EXTRACT TO READ:
******
A lot of the things that Joel talks of as "kinds" are not kinds; they are, in fact, types.
What most languages lack, however, is a type system that's expressive enough to enforce these kind of distinctions. For example, if C had a kind of "strong typedef" (where the typedef name had all the operations of the base type, but was not convertible to it) then a lot of these problems would go away. For example, if you could say, strong typedef std::string unsafe_string; to introduce a new type unsafe_string that could not be converted to a std::string (and so could participate in overload resolution etc. etc.) then we would not need silly prefixes.
So, the central claim that Hungarian is for things that are not types is wrong. It's being used for type information. Richer type information than the traditional C type information, certainly; it's type information that encodes some kind of semantic detail to indicate the purpose of the objects. But it's still type information, and the proper solution has always been to encode it into the type system. Encoding it into the type system is far and away the best way to obtain proper validation and enforcement of the rules. Variables names simply do not cut the mustard.
In other words, the aim should not be "make wrong code look wrong to the developer". It should be "make wrong code look wrong to the compiler".
I think it massively clutters up the source code.
It also doesn't gain you much in a strongly typed language. If you do any form of type mismatch tomfoolery, the compiler will tell you about it.
Hungarian notation only makes sense in languages without user-defined types. In a modern functional or OO-language, you would encode information about the "kind" of value into the datatype or class rather than into the variable name.
Several answers reference Joels article. Note however that his example is in VBScript, which didn't support user-defined classes (for a long time at least). In a language with user-defined types you would solve the same problem by creating a HtmlEncodedString-type and then let the Write method accept only that. In a statically typed language, the compiler will catch any encoding-errors, in a dynamically typed you would get a runtime exception - but in any case you are protected against writing unencoded strings. Hungarian notations just turns the programmer into a human type-checker, with is the kind of job that is typically better handled by software.
Joel distinguishes between "systems hungarian" and "apps hungarian", where "systems hungarian" encodes the built-in types like int, float and so on, and "apps hungarian" encodes "kinds", which is higher-level meta-info about variable beyound the machine type, In a OO or modern functional language you can create user-defined types, so there is no distinction between type and "kind" in this sense - both can be represented by the type system - and "apps" hungarian is just as redundant as "systems" hungarian.
******
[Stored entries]

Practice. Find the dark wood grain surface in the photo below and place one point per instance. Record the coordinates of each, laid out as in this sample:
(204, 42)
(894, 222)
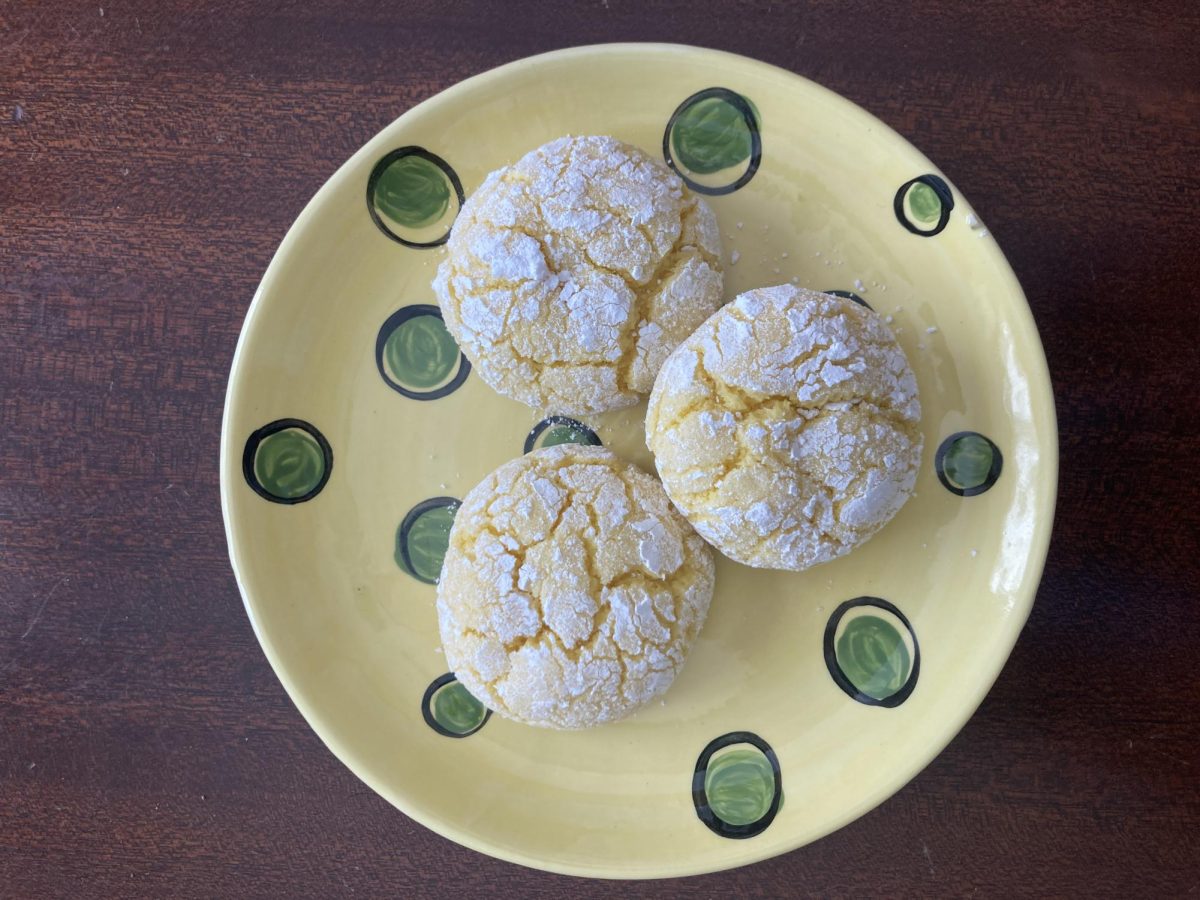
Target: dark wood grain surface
(153, 154)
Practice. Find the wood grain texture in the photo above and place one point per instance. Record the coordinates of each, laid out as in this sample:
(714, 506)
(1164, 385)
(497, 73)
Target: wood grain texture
(153, 154)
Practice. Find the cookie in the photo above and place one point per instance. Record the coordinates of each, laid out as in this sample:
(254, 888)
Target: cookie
(786, 427)
(571, 275)
(571, 589)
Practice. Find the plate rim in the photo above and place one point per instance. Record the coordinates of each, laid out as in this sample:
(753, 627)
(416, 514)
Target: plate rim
(1039, 383)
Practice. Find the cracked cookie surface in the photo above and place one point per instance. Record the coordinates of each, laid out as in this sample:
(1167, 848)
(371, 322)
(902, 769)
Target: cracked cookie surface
(573, 274)
(786, 427)
(571, 589)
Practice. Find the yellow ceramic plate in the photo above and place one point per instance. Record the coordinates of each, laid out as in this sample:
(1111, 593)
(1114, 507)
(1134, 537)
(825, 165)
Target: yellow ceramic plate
(352, 424)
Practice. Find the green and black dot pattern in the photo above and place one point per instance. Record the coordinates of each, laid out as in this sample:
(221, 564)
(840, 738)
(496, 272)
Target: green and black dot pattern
(713, 141)
(450, 709)
(559, 430)
(417, 355)
(413, 196)
(923, 205)
(737, 787)
(850, 295)
(287, 461)
(871, 652)
(424, 537)
(967, 463)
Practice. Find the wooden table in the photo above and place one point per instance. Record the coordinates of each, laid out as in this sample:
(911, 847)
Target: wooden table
(153, 154)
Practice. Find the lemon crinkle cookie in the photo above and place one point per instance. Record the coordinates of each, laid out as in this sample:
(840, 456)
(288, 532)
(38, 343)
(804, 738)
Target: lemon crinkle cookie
(571, 589)
(786, 427)
(571, 274)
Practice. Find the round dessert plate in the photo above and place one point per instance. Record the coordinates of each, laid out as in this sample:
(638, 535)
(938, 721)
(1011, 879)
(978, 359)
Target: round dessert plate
(353, 424)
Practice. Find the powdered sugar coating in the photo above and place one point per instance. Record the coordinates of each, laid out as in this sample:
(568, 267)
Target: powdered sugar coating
(786, 427)
(571, 589)
(574, 273)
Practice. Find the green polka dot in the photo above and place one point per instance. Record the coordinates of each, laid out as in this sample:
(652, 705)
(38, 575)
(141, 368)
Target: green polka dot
(967, 461)
(874, 657)
(457, 711)
(426, 537)
(413, 192)
(288, 463)
(739, 785)
(567, 435)
(924, 204)
(420, 353)
(712, 135)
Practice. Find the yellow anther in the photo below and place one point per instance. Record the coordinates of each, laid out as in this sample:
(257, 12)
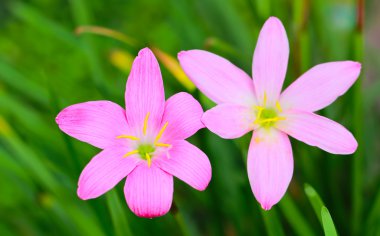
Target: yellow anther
(131, 153)
(162, 145)
(260, 110)
(161, 132)
(148, 159)
(278, 106)
(265, 99)
(146, 123)
(128, 137)
(257, 140)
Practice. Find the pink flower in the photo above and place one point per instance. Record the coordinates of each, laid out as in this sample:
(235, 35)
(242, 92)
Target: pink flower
(144, 142)
(244, 105)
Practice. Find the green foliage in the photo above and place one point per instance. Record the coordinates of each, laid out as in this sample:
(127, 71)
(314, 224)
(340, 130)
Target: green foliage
(45, 66)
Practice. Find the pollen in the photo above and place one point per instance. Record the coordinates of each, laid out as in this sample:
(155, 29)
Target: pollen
(145, 127)
(146, 147)
(266, 116)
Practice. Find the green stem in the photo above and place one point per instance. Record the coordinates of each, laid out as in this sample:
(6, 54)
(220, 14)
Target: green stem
(179, 219)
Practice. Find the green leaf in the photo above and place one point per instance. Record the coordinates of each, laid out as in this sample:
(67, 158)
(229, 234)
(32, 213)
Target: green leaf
(315, 200)
(327, 222)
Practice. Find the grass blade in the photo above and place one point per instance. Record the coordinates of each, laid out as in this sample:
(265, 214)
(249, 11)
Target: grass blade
(327, 222)
(119, 218)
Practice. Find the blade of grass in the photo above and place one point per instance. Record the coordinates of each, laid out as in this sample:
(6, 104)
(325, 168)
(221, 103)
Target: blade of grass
(315, 200)
(272, 223)
(33, 17)
(118, 216)
(294, 217)
(172, 65)
(358, 121)
(14, 79)
(327, 222)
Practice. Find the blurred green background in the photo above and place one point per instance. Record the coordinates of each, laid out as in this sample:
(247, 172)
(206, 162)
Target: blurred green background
(46, 66)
******
REQUESTS:
1. According to the text on Hungarian notation, what did VBScript not support?
2. Repeat the part of the text on Hungarian notation that opens with "It also doesn't" and closes with "the variable name.", swapping "tomfoolery" for "nonsense".

ANSWERS GIVEN:
1. User-defined classes, at least for a long time.

2.
It also doesn't gain you much in a strongly typed language. If you do any form of type mismatch nonsense, the compiler will tell you about it.
Hungarian notation only makes sense in languages without user-defined types. In a modern functional or OO-language, you would encode information about the "kind" of value into the datatype or class rather than into the variable name.